• **Task inputs**:
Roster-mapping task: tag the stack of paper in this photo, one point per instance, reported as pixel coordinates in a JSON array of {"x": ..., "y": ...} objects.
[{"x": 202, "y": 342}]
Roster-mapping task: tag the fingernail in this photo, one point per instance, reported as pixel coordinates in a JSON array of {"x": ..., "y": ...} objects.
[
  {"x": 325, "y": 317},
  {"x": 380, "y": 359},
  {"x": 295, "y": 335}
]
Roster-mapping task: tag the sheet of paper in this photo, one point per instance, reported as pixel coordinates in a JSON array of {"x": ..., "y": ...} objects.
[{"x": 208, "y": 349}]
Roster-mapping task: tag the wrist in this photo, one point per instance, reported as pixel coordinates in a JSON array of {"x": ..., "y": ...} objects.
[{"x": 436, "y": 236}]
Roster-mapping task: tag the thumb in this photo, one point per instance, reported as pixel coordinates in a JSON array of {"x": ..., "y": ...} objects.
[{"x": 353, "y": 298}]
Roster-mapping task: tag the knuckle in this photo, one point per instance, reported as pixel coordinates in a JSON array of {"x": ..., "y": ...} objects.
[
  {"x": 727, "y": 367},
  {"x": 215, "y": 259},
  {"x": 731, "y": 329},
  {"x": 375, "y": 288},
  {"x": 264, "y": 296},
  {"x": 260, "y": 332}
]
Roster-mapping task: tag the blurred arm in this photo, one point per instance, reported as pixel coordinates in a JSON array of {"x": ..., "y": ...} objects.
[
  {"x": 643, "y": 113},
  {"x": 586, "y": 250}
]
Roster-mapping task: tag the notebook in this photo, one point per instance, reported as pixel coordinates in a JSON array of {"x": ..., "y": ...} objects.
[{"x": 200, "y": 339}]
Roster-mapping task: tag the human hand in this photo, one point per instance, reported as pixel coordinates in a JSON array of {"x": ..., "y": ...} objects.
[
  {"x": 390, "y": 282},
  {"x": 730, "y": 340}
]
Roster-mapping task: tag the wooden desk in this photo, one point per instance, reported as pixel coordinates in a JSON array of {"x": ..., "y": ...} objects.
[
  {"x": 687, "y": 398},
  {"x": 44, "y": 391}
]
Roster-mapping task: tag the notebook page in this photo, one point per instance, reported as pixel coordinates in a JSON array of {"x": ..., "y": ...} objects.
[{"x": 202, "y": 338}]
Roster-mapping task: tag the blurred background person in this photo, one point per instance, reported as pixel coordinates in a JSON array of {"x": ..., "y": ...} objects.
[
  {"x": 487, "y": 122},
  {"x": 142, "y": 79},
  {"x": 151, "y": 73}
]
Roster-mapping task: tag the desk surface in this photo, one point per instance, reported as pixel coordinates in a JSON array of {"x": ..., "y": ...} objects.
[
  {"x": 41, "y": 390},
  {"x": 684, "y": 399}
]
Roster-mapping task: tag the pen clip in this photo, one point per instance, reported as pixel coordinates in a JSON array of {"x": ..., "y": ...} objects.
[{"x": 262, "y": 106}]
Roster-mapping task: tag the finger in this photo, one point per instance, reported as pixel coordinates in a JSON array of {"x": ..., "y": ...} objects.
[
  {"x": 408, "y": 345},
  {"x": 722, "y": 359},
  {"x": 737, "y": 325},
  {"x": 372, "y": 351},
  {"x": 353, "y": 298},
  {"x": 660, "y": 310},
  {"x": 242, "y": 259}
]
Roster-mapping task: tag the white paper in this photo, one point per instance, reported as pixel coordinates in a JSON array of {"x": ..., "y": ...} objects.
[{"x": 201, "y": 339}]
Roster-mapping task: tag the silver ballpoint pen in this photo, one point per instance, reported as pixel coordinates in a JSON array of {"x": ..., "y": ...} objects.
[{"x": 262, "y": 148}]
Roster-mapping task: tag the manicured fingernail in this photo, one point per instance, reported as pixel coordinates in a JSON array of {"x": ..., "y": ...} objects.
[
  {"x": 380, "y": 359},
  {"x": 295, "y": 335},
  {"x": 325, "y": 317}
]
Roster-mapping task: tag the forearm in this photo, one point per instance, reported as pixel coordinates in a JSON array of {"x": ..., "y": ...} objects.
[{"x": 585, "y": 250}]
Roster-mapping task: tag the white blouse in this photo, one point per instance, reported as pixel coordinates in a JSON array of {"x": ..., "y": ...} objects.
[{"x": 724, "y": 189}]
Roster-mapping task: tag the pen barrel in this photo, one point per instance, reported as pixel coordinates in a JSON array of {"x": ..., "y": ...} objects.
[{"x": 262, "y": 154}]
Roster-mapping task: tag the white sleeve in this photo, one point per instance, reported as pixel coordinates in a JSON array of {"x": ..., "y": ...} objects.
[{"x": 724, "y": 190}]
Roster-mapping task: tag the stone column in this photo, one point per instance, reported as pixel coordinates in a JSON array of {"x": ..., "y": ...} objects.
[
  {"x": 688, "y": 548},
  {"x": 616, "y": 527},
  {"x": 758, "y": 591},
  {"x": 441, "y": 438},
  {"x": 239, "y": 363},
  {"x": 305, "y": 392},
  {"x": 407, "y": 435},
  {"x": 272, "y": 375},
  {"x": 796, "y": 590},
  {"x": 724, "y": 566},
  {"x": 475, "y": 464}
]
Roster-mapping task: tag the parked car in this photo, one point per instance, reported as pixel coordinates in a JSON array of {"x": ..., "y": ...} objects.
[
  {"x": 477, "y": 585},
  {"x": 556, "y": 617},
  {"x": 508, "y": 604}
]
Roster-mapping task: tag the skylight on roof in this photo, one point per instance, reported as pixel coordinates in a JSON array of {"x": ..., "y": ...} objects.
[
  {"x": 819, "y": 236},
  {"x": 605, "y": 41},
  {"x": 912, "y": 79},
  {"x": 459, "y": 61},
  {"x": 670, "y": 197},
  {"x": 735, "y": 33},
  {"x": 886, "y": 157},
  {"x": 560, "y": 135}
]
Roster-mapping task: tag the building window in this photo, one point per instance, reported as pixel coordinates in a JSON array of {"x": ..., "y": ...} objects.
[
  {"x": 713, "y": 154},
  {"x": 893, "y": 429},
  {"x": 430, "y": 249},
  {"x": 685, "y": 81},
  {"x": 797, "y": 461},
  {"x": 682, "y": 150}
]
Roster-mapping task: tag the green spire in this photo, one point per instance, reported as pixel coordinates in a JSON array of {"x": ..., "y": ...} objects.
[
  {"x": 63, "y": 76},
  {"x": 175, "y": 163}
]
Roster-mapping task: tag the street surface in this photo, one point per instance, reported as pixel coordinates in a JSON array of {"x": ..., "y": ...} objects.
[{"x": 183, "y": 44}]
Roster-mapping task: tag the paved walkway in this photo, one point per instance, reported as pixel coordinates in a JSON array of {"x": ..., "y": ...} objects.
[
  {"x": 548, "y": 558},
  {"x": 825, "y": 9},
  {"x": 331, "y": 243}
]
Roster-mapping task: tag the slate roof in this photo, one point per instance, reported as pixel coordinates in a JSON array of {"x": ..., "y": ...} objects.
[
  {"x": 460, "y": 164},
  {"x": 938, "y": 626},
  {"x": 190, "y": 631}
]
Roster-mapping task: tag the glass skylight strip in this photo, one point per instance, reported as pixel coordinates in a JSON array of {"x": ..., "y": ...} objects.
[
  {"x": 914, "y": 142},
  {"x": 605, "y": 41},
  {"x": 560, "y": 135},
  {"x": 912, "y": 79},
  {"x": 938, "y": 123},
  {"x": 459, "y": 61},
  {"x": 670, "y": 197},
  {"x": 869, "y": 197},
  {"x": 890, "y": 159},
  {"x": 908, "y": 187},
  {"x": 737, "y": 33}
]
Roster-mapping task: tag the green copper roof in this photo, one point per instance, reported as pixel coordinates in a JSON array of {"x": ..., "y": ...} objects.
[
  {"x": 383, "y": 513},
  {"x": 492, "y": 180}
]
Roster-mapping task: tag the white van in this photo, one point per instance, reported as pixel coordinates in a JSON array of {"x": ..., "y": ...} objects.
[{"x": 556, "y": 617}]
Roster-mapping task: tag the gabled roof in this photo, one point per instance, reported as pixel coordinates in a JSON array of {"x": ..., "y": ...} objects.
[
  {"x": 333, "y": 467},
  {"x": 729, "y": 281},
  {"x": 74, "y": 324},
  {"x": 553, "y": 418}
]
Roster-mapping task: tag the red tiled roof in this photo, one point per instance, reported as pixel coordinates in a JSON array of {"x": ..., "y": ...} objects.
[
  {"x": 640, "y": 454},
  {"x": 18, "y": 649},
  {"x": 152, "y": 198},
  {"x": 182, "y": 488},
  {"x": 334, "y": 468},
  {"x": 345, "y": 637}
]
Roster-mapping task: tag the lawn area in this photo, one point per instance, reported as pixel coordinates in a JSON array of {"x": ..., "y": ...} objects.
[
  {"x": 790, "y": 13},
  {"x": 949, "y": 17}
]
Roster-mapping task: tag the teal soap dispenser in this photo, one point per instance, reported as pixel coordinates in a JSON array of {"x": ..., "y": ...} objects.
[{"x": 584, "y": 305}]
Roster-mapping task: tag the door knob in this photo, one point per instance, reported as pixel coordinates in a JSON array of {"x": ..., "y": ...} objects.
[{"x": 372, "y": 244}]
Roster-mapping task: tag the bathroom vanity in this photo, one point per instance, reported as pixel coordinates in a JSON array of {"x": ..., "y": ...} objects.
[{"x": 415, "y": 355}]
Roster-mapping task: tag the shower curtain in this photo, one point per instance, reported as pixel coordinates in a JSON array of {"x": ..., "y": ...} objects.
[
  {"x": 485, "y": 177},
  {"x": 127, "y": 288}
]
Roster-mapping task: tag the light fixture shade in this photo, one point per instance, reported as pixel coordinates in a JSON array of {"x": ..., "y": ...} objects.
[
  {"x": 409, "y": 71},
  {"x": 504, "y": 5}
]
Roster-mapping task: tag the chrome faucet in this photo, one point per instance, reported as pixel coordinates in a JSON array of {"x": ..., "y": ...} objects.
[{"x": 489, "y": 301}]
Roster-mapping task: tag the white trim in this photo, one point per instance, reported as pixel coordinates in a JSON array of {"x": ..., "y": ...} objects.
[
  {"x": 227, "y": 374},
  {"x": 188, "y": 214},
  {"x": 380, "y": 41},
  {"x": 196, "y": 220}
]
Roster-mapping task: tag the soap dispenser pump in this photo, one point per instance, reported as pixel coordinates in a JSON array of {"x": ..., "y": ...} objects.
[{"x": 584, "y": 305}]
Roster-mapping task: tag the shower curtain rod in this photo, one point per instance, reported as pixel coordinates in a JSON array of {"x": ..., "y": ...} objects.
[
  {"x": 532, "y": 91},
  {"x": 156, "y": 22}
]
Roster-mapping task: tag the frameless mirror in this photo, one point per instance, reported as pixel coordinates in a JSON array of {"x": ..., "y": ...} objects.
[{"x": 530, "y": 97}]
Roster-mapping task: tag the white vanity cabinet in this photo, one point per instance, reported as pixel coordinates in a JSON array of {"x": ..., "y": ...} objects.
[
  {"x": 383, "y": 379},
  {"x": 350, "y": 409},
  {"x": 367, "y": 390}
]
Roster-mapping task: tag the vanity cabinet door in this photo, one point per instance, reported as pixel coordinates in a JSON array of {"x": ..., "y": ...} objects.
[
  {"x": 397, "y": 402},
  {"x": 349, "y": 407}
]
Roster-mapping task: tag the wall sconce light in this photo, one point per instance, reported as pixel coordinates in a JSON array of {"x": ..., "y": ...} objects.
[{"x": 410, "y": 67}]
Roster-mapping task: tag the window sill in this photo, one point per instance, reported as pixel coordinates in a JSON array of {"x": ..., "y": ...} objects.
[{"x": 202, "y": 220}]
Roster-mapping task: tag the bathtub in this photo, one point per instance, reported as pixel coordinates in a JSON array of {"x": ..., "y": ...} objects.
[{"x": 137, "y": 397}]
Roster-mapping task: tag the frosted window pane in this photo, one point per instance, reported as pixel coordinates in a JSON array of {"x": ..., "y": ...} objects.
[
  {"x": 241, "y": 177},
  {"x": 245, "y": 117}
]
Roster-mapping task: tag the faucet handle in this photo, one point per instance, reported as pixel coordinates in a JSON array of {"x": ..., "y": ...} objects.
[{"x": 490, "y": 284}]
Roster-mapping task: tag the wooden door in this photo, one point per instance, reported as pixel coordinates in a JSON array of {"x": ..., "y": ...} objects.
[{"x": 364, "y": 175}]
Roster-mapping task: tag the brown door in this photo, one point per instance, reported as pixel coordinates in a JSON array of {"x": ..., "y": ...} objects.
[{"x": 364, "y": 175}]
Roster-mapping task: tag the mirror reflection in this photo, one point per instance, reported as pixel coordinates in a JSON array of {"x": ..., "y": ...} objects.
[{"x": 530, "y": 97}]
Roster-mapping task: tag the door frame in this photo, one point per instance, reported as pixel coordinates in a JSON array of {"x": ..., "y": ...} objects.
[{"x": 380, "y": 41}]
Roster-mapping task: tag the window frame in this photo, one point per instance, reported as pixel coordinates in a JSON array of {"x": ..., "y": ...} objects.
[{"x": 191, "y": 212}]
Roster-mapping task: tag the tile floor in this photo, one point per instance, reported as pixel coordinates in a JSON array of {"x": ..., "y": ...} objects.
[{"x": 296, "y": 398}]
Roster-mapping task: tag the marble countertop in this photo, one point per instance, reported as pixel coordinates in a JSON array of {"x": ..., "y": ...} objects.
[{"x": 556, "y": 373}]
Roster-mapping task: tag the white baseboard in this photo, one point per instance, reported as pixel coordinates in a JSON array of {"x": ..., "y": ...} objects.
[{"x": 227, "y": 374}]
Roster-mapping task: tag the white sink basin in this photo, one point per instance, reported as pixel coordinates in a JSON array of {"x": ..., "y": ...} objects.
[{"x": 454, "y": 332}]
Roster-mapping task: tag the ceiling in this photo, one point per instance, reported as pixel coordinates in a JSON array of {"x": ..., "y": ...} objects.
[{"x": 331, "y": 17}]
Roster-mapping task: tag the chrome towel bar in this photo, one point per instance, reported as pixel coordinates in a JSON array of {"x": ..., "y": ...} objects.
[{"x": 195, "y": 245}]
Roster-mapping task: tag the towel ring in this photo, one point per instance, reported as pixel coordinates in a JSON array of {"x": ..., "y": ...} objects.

• **About this task**: Write out the lines of the listing from the one with "Roster-mapping task: tag the chrome towel" to the very end, inclusive, exactly as they appear and with nothing added.

• **Completed exercise**:
Roster-mapping task: tag the chrome towel bar in this photo, one point per instance, reported as pixel coordinates in a JSON array of {"x": ..., "y": ...} objects.
[{"x": 195, "y": 245}]
Roster-mapping task: tag the towel ring in this photo, one point per instance, reported as pixel coordinates in a JSON array of {"x": ..., "y": ...} objects.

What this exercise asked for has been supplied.